Aufgaben:
1 > Beantworte die folgenden Fragen anhand des Lesetextes:
(a) In welchem Stockwerk hielt sich Jan Koura während des Amoklaufs auf?
(b) Wie lange blieb er in seinem Büro, bevor die Polizei ihn befreite?
(c) Wie viele Türen müssen vor allem ersetzt werden?
2 > Stimmen die folgenden Aussagen mit dem Lesetext überein? Antworte jeweils mit Ja oder Nein und zitiere die entscheidende Textstelle wörtlich.
(a) Koura kehrte erst eine Woche nach dem Amoklauf in das Gebäude zurück.
(b) Nach seiner Befreiung rannte Koura in den Konzertsaal Rudolfinum.
(c) Die Türen wurden von Studierenden aufgebrochen.

Der Historiker und Prodekan Jan Koura war zum Zeitpunkt des Amoklaufs in dem Gebäude, konkret im zweiten Stock. Zunächst wusste er gar nicht, welche Tragödie sich abspielte. Er habe nur dumpfe Schläge gehört und Geräusche, die nach dem Verrücken von Möbel klangen, so Koura:

„Dann hörte ich Geschrei vom Gang. Wie ich nachher erfuhr, lief einer unserer Studenten durch alle Stockwerke und rief, dass im vierten Stock geschossen werde. Der Schock kam dann, als ich Schüsse von der Balustrade des Daches hörte.“

Jan Koura | Foto: Karlsuniversität Prag

Der Fachmann für moderne Geschichte verbarrikadierte sich in seinem Büro, verkroch sich in eine Ecke und schrieb vom Handy aus seinen Kollegen. Eine knappe Dreiviertelstunde blieb er in dem Raum, dann befreite ihn die Polizei – und er rannte mit den Händen über dem Kopf über die Straße in die sicheren Räume des Konzertsaals Rudolfinum.

Schon am nächsten Tag aber kehrte Koura zusammen mit den Kollegen der Fakultätsleitung in das Gebäude zurück. Geholfen hätten ihm seitdem psychologische Unterstützung, die Welle der Solidarität sowie Treffen mit seinen Studierenden, die ihn darum gebeten hatten, sagte der Historiker in den Inlandssendungen des Tschechischen Rundfunks.

Foto: René Volfík,  iROZHLAS.cz

„Ich freue mich darauf, die Studenten zu Anfang des Sommersemesters wiederzusehen. Und ich hoffe, dass wir bis dahin auch das ganze Hauptgebäude renoviert haben – denn diese Räume gehören uns, und wir wollen sie uns nicht nehmen lassen“, betont Koura.

Das Sommersemester startet am 19. Februar. Vor allem müssen fast 140 Türen ersetzt werden, die bei der Evakuierung von der Polizei gewaltsam geöffnet worden waren.

Auflistung:
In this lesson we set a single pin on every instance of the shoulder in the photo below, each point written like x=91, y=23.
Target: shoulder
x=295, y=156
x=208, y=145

* * *

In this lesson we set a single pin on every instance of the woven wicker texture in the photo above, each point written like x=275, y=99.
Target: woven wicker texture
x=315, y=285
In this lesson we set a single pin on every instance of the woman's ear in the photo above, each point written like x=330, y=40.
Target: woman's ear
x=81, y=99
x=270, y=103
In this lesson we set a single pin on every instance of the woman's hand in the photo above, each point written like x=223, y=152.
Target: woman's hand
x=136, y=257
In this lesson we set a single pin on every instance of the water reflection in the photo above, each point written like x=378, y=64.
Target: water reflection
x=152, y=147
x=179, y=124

Lösungen:
1 >
(a) Im zweiten Stock.
(b) Eine knappe Dreiviertelstunde.
(c) Fast 140 Türen.

2 >
(a) Nein: „Schon am nächsten Tag aber kehrte Koura zusammen mit den Kollegen der Fakultätsleitung in das Gebäude zurück.“
(b) Ja: „er rannte mit den Händen über dem Kopf über die Straße in die sicheren Räume des Konzertsaals Rudolfinum“
(c) Nein: „die bei der Evakuierung von der Polizei gewaltsam geöffnet worden waren“